#### Task statement
The entries need to be copied exactly.

Stored items from a collection:
= Beginning of Section =

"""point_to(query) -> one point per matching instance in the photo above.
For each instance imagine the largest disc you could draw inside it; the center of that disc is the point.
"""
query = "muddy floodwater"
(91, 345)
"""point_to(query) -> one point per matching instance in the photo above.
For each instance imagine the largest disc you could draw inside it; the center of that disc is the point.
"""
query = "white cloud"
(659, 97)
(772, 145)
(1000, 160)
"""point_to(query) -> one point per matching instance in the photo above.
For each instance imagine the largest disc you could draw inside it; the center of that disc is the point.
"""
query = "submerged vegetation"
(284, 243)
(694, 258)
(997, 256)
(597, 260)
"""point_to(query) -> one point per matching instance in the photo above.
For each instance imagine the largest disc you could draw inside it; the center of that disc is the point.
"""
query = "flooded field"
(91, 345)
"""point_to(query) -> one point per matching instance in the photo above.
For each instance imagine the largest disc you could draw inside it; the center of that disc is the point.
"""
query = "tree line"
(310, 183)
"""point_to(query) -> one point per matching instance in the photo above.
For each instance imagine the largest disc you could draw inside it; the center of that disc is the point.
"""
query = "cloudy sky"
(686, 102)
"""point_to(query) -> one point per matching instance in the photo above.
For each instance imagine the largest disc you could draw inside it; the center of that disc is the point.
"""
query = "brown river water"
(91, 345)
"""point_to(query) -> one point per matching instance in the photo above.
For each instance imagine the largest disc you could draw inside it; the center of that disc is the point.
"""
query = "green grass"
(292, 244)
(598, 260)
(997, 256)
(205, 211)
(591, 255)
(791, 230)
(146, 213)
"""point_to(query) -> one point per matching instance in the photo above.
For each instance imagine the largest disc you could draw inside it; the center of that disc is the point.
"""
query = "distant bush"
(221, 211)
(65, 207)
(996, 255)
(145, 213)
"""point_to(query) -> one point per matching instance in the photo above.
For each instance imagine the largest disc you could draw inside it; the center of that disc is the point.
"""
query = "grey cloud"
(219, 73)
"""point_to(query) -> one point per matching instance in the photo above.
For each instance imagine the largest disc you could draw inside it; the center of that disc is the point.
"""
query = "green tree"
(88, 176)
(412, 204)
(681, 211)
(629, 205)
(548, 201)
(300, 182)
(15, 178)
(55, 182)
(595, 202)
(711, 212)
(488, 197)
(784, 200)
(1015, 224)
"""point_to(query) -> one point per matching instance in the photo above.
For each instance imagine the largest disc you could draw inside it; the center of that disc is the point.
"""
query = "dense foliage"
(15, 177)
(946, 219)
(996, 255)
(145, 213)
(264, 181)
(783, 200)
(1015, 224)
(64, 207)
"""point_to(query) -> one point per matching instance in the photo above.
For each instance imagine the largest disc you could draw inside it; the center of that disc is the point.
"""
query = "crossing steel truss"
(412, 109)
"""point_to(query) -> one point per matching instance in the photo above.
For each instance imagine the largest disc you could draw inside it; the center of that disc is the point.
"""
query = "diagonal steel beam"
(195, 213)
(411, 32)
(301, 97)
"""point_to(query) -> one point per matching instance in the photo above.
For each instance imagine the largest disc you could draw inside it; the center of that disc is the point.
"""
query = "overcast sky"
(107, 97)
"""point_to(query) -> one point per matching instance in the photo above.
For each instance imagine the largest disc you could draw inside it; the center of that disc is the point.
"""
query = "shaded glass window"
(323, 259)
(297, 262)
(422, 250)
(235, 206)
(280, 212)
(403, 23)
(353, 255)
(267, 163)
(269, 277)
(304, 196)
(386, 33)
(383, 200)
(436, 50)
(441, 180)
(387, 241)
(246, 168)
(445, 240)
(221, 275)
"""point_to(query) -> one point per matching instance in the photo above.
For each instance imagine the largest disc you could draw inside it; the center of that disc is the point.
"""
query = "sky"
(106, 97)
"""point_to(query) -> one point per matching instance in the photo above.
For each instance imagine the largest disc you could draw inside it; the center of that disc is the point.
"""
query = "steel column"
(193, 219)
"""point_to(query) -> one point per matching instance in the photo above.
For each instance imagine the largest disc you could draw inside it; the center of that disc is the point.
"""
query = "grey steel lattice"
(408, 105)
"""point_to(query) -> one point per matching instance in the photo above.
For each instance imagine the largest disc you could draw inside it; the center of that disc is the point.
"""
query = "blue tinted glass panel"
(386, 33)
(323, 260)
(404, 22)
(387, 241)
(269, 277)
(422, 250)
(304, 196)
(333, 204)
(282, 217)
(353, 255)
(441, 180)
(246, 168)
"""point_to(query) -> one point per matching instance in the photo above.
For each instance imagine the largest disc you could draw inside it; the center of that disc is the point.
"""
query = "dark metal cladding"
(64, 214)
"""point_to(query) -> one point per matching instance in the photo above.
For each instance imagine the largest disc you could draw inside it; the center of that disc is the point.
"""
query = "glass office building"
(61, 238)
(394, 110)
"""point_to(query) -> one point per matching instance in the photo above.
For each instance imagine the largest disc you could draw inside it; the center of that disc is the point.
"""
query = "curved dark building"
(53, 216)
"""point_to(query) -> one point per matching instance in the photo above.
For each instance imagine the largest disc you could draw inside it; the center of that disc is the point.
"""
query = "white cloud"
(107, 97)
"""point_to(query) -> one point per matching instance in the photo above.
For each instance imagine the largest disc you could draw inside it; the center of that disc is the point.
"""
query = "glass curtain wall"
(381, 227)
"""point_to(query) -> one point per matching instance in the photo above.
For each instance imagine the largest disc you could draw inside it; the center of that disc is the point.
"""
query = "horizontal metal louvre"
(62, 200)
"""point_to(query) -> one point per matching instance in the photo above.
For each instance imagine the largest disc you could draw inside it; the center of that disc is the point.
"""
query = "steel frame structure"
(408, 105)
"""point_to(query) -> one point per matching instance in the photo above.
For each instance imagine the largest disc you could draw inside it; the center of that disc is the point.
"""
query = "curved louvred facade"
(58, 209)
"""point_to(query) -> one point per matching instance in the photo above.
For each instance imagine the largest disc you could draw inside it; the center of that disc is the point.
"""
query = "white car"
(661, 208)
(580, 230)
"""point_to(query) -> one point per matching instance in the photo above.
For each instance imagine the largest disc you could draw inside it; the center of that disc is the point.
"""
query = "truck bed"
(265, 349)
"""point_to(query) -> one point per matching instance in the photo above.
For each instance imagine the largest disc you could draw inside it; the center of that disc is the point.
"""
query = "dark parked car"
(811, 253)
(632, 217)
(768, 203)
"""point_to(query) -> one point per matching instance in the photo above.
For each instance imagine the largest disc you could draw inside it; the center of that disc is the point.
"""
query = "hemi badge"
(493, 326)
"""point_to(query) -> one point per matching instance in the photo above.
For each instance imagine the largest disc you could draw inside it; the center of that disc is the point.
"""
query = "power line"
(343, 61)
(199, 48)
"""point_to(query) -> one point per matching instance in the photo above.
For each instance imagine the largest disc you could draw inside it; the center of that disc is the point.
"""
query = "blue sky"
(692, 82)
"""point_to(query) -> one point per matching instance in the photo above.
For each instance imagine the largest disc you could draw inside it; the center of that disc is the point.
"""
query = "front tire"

= End of Section =

#### Result of this task
"""point_to(query) -> one point per matching instance in the photo above.
For each instance imagine the largest disc you could draw inside it; the center of that disc is the point.
"""
query = "muddy floodwater"
(91, 345)
"""point_to(query) -> one point per matching instance in the photo above.
For each instance imagine the largest disc you could draw inside it; the center of that disc is the point.
"""
query = "white cloud"
(659, 97)
(772, 145)
(1000, 160)
"""point_to(query) -> one point per matching instance in the photo above.
For each instance imagine the largest disc you could draw inside it; the center of that disc is the point.
"""
query = "submerged vegetation"
(284, 243)
(694, 258)
(997, 256)
(597, 260)
"""point_to(query) -> one point per matching instance in the photo above.
For each instance imagine the largest disc you could draw inside it; the center of that disc is the point.
"""
query = "flooded field"
(91, 345)
"""point_to(query) -> one point per matching instance in the photo above.
For each instance imagine the largest disc you could draw inside it; the center of that disc is the point.
"""
query = "tree line"
(310, 183)
"""point_to(query) -> one point per matching instance in the photo above.
For each instance imagine the largest disc you could draw inside it; the center of that disc is the point.
"""
query = "cloudy sky"
(686, 102)
"""point_to(query) -> one point per matching instance in the photo above.
For each instance imagine the largest disc you could draw inside it; the center of that disc is the point.
"""
query = "brown river water"
(91, 345)
"""point_to(query) -> one point per matching instance in the photo above.
For each instance imagine the largest disc you could draw inside it; the center of that disc is the point.
"""
query = "green grass"
(292, 244)
(598, 260)
(997, 256)
(205, 211)
(591, 255)
(791, 230)
(146, 213)
"""point_to(query) -> one point per matching instance in the photo above.
For each instance imagine the largest disc you could draw inside it; the center of that disc is the point.
"""
query = "distant bush"
(221, 211)
(65, 207)
(996, 255)
(145, 213)
"""point_to(query) -> one point per matching instance in the photo above.
For each instance imagine the largest disc you could draw inside it; the center of that disc is the point.
"""
query = "grey cloud"
(219, 73)
"""point_to(query) -> one point per matching instance in the photo above.
For each instance imagine the largest disc you could draw inside it; the center of that disc is the point.
"""
query = "green tree"
(88, 176)
(412, 204)
(681, 211)
(629, 205)
(548, 201)
(300, 182)
(15, 178)
(55, 182)
(595, 202)
(711, 212)
(488, 197)
(784, 200)
(1015, 224)
"""point_to(query) -> one point per matching instance in the photo above.
For each instance imagine the largest disc you could draw inside it; the center of that disc is the point.
"""
query = "dense foliage"
(15, 177)
(946, 219)
(996, 255)
(145, 213)
(264, 181)
(783, 200)
(1015, 224)
(64, 207)
"""point_to(query) -> one point per matching instance in the photo above.
For each instance imagine the largest disc you could draw inside it; the center of that disc is the point.
"""
query = "crossing steel truss"
(412, 109)
"""point_to(query) -> one point per matching instance in the photo above.
For each instance imagine the largest disc you could draw inside it; the center of that disc is the point.
"""
query = "diagonal steel beam"
(195, 213)
(411, 32)
(301, 97)
"""point_to(query) -> one point per matching instance in the photo above.
For each instance imagine the largest disc you could draw inside it; the center of that disc is the point.
"""
query = "overcast sky"
(107, 97)
"""point_to(query) -> one point per matching instance in the photo above.
For each instance imagine the largest disc you could draw inside it; the center of that disc is the point.
"""
query = "shaded glass window"
(323, 259)
(297, 262)
(422, 250)
(235, 206)
(280, 212)
(403, 23)
(353, 255)
(267, 163)
(269, 277)
(304, 196)
(386, 33)
(383, 200)
(436, 50)
(441, 180)
(387, 241)
(246, 168)
(445, 240)
(221, 275)
"""point_to(query) -> one point per matching instance in the photo above.
For each instance imagine the largest disc you could draw inside it; the center of that disc is the point.
"""
query = "sky"
(106, 97)
"""point_to(query) -> one point per matching instance in the photo above.
For each instance imagine the largest disc you could draw inside it; the center of that disc is the point.
"""
query = "steel column"
(193, 219)
"""point_to(query) -> one point per matching instance in the photo above.
For each instance imagine the largest disc you could draw inside it; the center of that disc is the point.
"""
query = "grey steel lattice"
(408, 105)
"""point_to(query) -> one point per matching instance in the photo above.
For each instance imagine the largest disc you could draw inside it; the center of that disc is the point.
"""
query = "blue tinted glass panel"
(386, 33)
(323, 260)
(404, 22)
(387, 241)
(269, 277)
(422, 250)
(304, 196)
(333, 204)
(282, 217)
(353, 255)
(441, 180)
(246, 168)
"""point_to(query) -> one point per matching instance in the photo above.
For each instance imagine the largest disc you could draw inside it; the center of that disc is the point.
"""
query = "dark metal cladding"
(64, 214)
"""point_to(query) -> one point per matching instance in the photo above.
For each instance imagine the largest disc you could draw inside it; the center of that disc is the point.
"""
query = "glass office building"
(61, 238)
(394, 110)
"""point_to(query) -> one point per matching instance in the photo above.
For each instance imagine the largest disc you could draw inside it; the center of that disc is the point.
"""
query = "curved dark building"
(53, 216)
"""point_to(query) -> one point per matching instance in the photo above.
For each instance imagine the largest disc you could draw inside it; the center of that disc is the point.
"""
query = "white cloud"
(107, 97)
"""point_to(query) -> one point per matching instance in the photo above.
For each instance imagine the largest disc you could draw inside it; the center of that disc is the point.
"""
query = "glass curtain wall"
(381, 227)
"""point_to(query) -> one point per matching instance in the photo above.
For each instance imagine the largest disc you could draw inside it; the center of that disc is the point.
"""
query = "horizontal metal louvre"
(62, 200)
"""point_to(query) -> one point per matching instance in the photo above.
For each instance imagine the largest disc you could draw inside it; the center of that disc is the point.
"""
query = "steel frame structure"
(408, 105)
"""point_to(query) -> one point per matching instance in the photo above.
For each instance imagine the largest disc you could draw inside it; the center of that disc is the point.
"""
query = "curved louvred facade"
(58, 209)
"""point_to(query) -> one point per matching instance in the photo above.
For each instance imagine the largest disc you could draw inside it; the center of that disc is the point.
"""
query = "white car"
(661, 208)
(580, 230)
"""point_to(query) -> one point per matching instance in the photo above.
For each instance imagine the largest disc you could draw inside it; the center of that disc is the point.
"""
query = "truck bed"
(265, 349)
"""point_to(query) -> one point per matching instance in the photo above.
For each instance imagine the largest disc you could draw inside it; the center of that disc is the point.
"""
query = "dark parked car"
(811, 253)
(632, 217)
(768, 203)
"""point_to(query) -> one point per matching instance in the photo above.
For each instance imagine the largest disc you could draw inside it; the center of that disc is the point.
"""
query = "hemi badge"
(493, 326)
"""point_to(query) -> one point per matching instance in the photo above.
For each instance imagine the largest disc you could draw inside it; the center of that disc is the point.
"""
query = "power line"
(343, 61)
(199, 48)
"""point_to(query) -> one point per matching instance in the photo above.
For each instance imagine the largest disc you could draw inside it; the center of that disc is the point.
"""
query = "blue sky"
(692, 82)
"""point_to(query) -> one point per matching instance in the photo above.
For each instance imagine the largest disc you could draw inside it; the center of that disc is the point.
"""
query = "front tire"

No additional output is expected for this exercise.